- **Task to complete**:
Starting with the line that contains "Where in this photo can the flat", copy every remaining line of the data below exactly, the last one included.

● ● ● ●

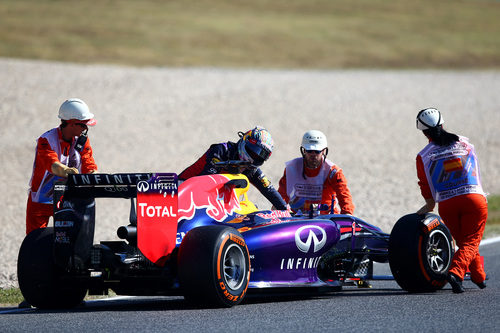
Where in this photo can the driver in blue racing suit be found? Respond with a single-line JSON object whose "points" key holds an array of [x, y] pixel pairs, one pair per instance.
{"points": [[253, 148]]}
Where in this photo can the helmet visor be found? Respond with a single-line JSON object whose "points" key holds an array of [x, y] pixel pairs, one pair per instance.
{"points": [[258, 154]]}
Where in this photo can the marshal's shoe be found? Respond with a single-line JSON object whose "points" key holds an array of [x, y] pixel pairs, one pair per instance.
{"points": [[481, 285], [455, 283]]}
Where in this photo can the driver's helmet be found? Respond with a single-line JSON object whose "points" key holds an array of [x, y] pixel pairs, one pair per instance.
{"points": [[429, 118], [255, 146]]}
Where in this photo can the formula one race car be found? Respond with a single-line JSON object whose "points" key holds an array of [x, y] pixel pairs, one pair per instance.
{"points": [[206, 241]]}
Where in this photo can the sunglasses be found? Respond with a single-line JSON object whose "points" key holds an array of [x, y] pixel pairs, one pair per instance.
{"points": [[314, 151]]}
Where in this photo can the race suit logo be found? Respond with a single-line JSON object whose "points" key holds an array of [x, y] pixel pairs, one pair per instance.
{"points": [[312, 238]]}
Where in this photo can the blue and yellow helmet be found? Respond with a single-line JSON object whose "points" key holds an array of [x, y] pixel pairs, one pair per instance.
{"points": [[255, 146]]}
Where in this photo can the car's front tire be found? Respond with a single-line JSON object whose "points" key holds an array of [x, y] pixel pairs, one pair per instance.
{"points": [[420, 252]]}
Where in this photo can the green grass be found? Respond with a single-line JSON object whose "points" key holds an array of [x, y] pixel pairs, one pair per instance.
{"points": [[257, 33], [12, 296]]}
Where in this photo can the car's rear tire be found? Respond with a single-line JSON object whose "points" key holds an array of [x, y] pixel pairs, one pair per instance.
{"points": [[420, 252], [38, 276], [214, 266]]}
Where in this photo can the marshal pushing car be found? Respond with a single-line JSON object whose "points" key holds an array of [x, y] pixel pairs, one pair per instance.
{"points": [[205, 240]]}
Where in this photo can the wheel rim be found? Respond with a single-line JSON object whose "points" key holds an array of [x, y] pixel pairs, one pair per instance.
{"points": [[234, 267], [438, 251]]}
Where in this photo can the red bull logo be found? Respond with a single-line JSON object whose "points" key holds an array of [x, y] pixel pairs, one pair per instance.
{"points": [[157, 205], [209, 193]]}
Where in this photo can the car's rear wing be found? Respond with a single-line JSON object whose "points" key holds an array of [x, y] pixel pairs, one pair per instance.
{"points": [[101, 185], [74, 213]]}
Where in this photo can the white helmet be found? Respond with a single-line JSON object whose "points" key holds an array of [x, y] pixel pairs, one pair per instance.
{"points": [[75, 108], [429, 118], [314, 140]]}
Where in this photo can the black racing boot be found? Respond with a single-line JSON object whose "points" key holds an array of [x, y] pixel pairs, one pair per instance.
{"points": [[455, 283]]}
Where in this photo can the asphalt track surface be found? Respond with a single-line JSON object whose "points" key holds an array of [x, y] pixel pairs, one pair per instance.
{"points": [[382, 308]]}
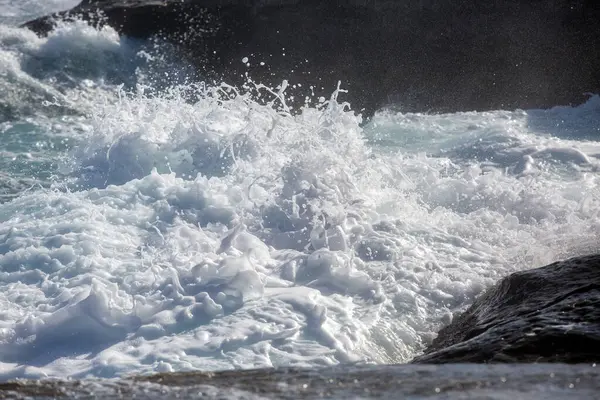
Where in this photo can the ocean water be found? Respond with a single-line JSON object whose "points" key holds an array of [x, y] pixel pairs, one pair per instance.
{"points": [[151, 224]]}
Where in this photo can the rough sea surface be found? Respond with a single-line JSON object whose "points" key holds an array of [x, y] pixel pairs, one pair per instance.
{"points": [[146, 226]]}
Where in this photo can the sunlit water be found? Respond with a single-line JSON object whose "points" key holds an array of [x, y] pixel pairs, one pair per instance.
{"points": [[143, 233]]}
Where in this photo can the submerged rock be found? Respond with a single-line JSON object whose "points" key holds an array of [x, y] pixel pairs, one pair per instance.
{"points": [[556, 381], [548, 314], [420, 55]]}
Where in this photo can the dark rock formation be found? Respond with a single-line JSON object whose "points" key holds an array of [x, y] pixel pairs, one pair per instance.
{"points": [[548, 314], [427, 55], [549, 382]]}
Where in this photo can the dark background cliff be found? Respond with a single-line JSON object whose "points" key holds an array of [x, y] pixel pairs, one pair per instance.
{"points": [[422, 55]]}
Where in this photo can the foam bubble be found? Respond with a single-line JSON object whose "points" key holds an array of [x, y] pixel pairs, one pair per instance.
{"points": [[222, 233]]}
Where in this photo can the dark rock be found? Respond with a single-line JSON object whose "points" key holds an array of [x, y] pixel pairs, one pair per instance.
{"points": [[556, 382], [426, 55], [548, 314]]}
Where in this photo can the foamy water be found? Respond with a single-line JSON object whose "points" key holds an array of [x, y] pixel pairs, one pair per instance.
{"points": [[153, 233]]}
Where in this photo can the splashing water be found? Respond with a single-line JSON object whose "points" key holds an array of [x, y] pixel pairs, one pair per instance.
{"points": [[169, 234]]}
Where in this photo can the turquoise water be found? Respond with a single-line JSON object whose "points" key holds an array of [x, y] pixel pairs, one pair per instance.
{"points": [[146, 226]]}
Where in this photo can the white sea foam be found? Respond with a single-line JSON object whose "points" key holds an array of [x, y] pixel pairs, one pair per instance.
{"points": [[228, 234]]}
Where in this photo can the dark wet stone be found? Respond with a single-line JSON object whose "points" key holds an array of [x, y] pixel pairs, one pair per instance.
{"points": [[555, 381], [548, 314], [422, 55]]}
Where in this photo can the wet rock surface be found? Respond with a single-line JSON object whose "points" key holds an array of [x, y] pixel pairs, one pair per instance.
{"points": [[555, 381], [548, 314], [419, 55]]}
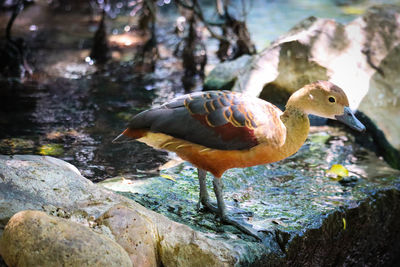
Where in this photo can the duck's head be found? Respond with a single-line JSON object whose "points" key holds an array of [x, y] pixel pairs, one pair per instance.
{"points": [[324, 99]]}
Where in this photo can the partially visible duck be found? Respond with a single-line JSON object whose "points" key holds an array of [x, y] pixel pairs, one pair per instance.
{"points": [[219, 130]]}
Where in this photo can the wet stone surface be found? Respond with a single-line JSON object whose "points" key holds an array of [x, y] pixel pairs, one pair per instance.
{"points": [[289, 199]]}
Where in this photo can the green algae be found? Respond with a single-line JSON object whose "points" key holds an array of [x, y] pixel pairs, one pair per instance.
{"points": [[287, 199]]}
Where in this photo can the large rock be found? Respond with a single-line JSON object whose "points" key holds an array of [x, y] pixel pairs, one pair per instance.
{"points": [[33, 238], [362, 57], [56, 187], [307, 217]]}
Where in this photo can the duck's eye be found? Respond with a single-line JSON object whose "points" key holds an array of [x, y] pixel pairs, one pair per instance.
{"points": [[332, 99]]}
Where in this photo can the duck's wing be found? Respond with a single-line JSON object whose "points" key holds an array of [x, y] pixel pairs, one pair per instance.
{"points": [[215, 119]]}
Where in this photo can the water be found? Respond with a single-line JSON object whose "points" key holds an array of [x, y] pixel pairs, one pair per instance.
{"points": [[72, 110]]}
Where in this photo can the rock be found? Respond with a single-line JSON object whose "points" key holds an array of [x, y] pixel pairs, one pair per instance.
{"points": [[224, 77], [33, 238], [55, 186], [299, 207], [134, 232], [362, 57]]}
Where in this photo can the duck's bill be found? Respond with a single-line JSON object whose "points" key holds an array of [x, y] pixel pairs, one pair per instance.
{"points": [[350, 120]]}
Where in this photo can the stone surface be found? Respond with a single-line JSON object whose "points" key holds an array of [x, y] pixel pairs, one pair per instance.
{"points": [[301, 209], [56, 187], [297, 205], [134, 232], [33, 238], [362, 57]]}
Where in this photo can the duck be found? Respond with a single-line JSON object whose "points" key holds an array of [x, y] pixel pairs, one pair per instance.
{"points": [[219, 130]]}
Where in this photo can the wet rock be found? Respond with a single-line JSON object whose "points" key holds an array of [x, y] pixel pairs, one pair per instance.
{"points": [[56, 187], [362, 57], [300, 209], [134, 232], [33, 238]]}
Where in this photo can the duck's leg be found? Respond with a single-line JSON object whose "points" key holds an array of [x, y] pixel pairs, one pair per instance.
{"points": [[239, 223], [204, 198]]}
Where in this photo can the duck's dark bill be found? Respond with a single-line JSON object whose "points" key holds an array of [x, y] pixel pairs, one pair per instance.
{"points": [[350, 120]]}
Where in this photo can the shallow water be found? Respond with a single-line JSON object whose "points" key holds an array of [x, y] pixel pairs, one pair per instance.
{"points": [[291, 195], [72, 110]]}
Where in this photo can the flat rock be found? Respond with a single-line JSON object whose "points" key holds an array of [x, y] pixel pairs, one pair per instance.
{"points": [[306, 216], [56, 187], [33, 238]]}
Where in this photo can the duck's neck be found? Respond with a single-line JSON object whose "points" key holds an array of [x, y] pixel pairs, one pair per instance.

● ● ● ●

- **Problem solution**:
Where in this photo can the flat rock be found? Respond with a single-line JSON object whose "points" key holds an array of [x, y] pixel pairs, one pair per instance.
{"points": [[306, 216], [56, 187], [33, 238]]}
Where in this photo can the duck's neck be found? Respond with a single-line JSON object whose "points" key holds an array of [x, y] pixel pairs, one pair per instance.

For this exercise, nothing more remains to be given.